Extrait fourni:
....
Plusieurs causes profondes sont à l’œuvre qui signent le départ programmé des Juifs de France. Par « départ », il ne faut pas entendre le seul franchissement des frontières vers d’autres destinations (dont l’État d’Israël évidemment). Il s’agit, plus souvent, d’un exil intérieur qui prend la forme d’une « marranisation » des consciences et des comportements. Mais qui s’incarne aussi dans cet exode interne qui, ces vingt dernières années, a vu la Seine-Saint-Denis, par exemple, perdre la plus grande partie de ses communautés juives.

Penser que telle ou telle déclaration d’un responsable politique, martiale, déterminée et généreuse parviendrait à endiguer cette dérive, c’est faire preuve d’une candeur touchante. Comme aussi estimer qu’y concourra la mise en place d’un nouveau comité, ou d’un énième pôle de vigilance contre l’antisémitisme.  Ou juger aussi que l’éducation à la « tolérance », à l’« accueil de l’Autre » et à la promotion du « vivre ensemble », renforcée évidemment  par un  surcroit d’enseignement de l’histoire de la Shoah,  viendra à bout du fléau qui mine la société juive de France, c’est faire preuve d’une naïveté sociologique surprenante.

Si l’on veut comprendre ce qui nous a mené là, il vaut mieux lire Jacques Julliard, Jean-Pierre Le Goff, Christophe Guilluy, Louis Chauvel et quelques autres dont Michèle Tribalat et Christopher Caldwell pour le versant démographie. On comprendra alors mieux de quoi il s’agit. Et qu’en conséquence, au-delà des déclarations de bonnes intentions, tout laisse à penser que l’abandon des Juifs de France est en marche. Parce qu’il épouse aussi, et surtout, la logique de fragmentation sociale et géographique qui conduit à l’abandon des classes populaires par une partie des élites de ce pays. Et d’abord par la gauche institutionnelle comme l’ont tôt montré Eric Conan (dès 2004…) et Jacques Julliard.
....
Consigne écrite 1:
Pouvez-vous recopier à l'identique la partie du listing qui s'ouvre sur la ligne contenant « # trace the outline of every instance of the paper » et se ferme sur la ligne contenant « POLYGON ((294 554, 292 », ces deux lignes incluses ?

Listing:
....
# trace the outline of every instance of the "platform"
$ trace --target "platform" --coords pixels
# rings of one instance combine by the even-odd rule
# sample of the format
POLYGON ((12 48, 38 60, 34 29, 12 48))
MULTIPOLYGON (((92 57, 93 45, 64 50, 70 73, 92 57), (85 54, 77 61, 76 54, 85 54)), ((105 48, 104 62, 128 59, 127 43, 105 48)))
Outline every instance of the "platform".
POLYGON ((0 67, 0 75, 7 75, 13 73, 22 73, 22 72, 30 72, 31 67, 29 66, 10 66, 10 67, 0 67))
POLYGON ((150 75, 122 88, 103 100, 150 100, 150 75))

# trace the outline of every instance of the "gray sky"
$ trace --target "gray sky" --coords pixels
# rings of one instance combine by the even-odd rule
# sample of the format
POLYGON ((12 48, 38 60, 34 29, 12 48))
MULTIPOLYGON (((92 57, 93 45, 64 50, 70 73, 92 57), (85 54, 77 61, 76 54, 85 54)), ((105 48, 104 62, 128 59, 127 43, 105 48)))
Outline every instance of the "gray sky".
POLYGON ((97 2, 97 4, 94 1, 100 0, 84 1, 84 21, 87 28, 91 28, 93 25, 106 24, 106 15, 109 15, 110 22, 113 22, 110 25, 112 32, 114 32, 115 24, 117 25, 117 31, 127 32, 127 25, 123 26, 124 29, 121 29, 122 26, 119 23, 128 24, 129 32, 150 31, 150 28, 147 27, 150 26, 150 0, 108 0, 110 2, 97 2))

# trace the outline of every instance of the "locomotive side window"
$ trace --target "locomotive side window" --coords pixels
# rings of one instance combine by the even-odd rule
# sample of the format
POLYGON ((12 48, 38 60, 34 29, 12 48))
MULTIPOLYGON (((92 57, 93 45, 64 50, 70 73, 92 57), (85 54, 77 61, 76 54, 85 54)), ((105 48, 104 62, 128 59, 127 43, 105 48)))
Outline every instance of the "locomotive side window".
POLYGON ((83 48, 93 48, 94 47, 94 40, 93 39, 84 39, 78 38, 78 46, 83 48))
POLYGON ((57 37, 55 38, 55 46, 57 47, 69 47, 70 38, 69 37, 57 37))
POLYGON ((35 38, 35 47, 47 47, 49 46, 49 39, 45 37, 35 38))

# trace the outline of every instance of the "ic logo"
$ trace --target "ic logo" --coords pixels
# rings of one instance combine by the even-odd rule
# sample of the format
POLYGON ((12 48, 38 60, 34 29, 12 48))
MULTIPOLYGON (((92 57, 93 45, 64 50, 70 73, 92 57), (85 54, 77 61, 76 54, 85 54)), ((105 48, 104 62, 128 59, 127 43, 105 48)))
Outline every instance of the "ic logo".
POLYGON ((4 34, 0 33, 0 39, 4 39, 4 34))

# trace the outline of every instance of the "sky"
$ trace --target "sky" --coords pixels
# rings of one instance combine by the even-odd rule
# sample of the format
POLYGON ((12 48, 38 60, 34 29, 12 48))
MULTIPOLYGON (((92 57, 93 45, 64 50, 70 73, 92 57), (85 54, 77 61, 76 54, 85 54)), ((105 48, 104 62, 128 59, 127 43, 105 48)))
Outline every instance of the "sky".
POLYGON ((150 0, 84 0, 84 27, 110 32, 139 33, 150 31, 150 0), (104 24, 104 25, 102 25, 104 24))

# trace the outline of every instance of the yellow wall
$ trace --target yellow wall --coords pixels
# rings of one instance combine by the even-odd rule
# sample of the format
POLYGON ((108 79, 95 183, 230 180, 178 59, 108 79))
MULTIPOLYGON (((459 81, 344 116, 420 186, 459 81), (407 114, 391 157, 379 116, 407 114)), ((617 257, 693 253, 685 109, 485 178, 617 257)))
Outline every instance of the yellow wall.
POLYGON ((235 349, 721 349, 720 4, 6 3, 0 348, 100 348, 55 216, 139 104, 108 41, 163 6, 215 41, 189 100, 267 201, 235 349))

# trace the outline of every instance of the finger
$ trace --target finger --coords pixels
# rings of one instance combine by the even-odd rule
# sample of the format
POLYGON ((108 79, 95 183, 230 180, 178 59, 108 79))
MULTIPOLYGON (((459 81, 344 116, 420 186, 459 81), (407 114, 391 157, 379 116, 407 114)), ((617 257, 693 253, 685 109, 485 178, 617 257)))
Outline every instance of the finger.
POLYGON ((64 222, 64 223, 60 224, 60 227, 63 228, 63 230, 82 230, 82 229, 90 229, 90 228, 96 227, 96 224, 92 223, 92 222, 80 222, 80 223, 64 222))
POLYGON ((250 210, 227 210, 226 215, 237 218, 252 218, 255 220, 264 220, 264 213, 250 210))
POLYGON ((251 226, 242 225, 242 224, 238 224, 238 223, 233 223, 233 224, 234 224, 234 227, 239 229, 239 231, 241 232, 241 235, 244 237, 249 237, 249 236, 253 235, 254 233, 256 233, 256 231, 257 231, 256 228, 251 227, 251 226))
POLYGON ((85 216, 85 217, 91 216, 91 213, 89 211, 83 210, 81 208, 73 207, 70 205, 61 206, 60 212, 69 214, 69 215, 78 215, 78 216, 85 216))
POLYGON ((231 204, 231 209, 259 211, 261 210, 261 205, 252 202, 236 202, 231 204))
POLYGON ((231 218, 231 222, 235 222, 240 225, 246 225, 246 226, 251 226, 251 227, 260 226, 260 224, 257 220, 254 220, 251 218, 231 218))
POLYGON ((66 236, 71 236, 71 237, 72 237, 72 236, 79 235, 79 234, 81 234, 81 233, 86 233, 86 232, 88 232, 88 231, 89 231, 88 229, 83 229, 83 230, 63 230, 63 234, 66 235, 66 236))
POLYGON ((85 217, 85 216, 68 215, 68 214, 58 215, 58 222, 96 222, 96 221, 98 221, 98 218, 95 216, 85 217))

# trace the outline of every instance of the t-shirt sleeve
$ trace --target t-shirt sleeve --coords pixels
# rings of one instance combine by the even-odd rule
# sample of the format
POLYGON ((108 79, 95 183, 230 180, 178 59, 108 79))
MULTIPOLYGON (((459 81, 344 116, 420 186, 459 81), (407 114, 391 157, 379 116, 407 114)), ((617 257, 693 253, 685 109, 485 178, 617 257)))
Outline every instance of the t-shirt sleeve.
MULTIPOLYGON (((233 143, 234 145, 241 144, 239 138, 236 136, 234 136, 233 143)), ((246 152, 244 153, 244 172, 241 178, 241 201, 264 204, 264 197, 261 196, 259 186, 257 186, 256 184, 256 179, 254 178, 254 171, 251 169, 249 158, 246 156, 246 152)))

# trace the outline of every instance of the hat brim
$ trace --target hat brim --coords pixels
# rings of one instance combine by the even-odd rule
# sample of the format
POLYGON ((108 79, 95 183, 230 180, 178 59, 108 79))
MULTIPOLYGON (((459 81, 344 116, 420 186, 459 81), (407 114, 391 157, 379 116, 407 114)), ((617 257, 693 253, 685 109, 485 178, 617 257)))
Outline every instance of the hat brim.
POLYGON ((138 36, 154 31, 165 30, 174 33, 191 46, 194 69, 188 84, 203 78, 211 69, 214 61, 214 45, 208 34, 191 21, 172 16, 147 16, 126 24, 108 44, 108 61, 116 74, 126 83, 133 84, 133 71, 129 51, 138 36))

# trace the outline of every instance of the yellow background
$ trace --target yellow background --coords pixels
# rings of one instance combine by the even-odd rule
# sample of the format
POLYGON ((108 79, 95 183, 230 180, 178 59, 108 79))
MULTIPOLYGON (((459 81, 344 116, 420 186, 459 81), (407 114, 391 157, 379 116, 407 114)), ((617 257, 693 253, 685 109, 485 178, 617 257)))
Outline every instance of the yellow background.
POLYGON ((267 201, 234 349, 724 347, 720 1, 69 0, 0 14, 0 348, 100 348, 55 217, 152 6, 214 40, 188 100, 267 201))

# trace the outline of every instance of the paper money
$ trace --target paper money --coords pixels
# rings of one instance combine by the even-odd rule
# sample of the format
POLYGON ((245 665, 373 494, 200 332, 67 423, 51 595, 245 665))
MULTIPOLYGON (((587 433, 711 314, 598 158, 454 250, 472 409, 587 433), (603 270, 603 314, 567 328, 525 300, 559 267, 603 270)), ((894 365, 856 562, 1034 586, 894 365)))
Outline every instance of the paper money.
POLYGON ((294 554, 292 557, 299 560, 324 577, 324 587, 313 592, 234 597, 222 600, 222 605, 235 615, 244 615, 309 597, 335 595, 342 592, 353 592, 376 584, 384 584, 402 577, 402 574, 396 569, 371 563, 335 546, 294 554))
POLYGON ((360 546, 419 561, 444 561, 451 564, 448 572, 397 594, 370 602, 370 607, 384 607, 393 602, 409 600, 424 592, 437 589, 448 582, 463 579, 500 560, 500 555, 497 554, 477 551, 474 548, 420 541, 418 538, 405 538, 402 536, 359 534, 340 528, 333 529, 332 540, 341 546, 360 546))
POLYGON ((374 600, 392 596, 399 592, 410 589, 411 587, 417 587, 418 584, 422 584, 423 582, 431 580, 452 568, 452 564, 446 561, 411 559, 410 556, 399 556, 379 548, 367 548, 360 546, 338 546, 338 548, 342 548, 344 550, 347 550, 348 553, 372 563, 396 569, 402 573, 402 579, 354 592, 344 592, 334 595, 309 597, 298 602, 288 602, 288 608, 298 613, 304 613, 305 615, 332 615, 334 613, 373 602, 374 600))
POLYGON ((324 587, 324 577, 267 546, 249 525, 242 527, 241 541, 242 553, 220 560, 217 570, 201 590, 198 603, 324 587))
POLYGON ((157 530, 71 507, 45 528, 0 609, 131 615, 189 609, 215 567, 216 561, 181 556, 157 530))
....
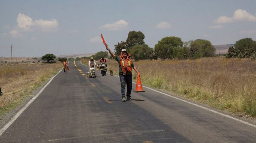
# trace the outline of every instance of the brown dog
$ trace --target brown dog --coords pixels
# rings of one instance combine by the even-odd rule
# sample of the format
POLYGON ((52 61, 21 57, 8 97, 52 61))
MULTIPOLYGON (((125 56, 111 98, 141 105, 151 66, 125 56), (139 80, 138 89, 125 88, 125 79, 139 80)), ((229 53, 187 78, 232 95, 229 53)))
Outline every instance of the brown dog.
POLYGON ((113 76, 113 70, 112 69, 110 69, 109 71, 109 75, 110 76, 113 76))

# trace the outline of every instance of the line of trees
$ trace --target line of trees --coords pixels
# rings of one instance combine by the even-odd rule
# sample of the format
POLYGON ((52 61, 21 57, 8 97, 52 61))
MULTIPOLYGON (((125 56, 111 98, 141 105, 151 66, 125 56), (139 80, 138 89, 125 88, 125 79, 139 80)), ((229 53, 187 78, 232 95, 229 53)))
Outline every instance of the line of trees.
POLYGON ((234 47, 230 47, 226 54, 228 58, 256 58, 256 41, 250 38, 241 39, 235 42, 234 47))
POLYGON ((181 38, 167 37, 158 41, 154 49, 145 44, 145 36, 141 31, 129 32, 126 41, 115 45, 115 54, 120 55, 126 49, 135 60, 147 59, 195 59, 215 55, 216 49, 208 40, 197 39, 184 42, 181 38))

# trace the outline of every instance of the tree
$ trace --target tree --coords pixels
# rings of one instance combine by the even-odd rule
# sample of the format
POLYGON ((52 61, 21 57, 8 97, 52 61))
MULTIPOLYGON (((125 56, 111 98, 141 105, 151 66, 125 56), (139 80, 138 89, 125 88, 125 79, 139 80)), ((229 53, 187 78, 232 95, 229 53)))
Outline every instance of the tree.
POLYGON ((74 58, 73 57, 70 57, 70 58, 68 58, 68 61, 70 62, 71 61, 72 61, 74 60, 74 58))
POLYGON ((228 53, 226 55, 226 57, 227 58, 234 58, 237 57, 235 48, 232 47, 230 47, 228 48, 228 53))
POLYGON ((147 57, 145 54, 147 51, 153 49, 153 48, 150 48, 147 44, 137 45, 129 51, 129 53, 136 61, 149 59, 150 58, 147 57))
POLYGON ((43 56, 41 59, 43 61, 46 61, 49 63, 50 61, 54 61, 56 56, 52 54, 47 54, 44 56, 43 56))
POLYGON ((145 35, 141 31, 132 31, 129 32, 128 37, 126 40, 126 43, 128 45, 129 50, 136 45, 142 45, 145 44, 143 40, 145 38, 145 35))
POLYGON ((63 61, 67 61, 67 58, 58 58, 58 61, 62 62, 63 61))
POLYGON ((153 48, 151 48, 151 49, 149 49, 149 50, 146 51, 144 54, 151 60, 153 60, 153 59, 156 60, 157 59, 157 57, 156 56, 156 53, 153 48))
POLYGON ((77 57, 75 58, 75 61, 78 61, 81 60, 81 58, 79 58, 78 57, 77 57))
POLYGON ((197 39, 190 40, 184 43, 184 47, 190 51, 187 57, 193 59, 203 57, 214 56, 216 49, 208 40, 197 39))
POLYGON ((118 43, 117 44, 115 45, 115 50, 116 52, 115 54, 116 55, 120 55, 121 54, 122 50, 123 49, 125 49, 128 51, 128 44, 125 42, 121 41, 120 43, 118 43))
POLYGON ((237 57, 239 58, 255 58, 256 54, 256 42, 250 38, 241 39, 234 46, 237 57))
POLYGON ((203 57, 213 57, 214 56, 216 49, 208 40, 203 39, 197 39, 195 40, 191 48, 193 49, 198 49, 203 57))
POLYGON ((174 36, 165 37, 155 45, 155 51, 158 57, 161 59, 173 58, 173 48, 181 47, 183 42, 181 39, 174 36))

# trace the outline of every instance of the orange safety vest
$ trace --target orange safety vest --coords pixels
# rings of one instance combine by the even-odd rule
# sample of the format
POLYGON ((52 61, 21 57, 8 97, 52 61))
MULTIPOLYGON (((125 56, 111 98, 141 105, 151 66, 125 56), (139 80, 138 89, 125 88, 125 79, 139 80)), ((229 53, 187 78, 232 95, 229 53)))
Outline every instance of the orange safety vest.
....
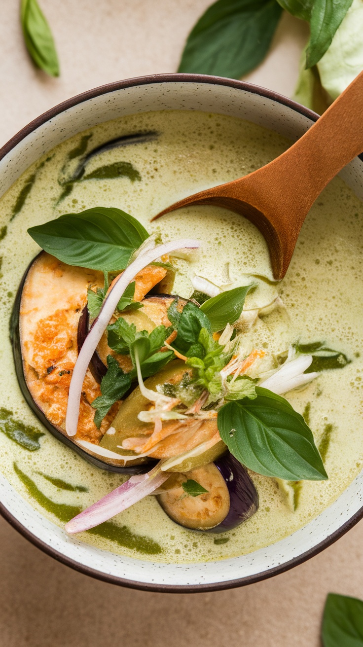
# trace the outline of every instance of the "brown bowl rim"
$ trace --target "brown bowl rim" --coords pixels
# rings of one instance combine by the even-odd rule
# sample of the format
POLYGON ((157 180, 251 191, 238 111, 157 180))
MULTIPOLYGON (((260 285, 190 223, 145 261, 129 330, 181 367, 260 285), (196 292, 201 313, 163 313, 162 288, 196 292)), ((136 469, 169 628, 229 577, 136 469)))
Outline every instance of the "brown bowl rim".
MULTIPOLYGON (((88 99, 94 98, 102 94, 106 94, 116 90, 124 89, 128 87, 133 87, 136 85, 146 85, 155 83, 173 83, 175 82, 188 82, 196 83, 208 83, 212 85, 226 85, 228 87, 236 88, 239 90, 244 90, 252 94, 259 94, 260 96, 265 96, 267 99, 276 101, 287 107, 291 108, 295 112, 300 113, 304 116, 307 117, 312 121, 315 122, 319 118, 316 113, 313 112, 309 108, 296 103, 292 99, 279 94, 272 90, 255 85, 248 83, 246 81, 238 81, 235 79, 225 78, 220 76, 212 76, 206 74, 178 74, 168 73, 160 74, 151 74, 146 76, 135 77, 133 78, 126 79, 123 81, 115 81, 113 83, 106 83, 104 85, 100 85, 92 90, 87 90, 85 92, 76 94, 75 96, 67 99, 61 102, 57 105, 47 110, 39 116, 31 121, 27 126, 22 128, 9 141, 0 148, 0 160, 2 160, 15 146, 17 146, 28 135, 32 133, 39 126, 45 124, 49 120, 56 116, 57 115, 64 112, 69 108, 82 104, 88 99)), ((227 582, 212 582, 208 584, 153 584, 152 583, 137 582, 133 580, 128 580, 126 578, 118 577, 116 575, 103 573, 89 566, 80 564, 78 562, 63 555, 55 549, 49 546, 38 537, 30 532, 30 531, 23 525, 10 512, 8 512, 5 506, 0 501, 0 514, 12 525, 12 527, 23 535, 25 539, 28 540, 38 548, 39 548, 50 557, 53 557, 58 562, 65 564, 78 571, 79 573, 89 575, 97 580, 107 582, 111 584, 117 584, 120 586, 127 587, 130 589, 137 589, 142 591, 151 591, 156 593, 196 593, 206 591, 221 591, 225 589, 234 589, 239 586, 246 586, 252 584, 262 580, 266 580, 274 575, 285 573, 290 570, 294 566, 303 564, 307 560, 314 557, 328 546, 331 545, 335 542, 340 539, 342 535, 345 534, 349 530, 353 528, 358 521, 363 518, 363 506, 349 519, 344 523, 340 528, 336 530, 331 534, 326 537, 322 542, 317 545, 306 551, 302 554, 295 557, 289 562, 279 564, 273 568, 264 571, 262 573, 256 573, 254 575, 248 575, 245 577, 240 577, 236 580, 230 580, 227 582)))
....
Consigne écrite 2:
Dans l'extrait fourni, quels moyens le paragraphe commençant par « Penser que telle ou telle déclaration » juge-t-il insuffisants ? Condensez-le sous forme de liste.

Réponse complète 1:
# trace the outline of every instance of the paper money
$ trace --target paper money --coords pixels
# rings of one instance combine by the even-odd rule
# sample of the format
POLYGON ((245 665, 373 494, 200 332, 67 423, 51 595, 245 665))
MULTIPOLYGON (((587 433, 711 314, 598 158, 454 250, 472 409, 587 433), (603 270, 603 314, 567 328, 525 300, 559 267, 603 270)), ((894 365, 856 562, 1034 586, 894 365)))
Outline every instance of the paper money.
POLYGON ((294 554, 292 557, 299 560, 324 577, 324 587, 313 592, 234 597, 222 600, 222 605, 235 615, 244 615, 309 597, 335 595, 342 592, 353 592, 376 584, 384 584, 402 577, 402 574, 396 569, 371 563, 335 546, 294 554))

Réponse complète 2:
Moyens jugés impuissants à endiguer la dérive :
- une déclaration martiale, déterminée et généreuse d'un responsable politique (« candeur touchante ») ;
- la création d'un nouveau comité ou d'un énième pôle de vigilance contre l'antisémitisme ;
- l'éducation à la « tolérance », à l'« accueil de l'Autre » et au « vivre ensemble », renforcée par davantage d'enseignement de l'histoire de la Shoah (« naïveté sociologique surprenante »).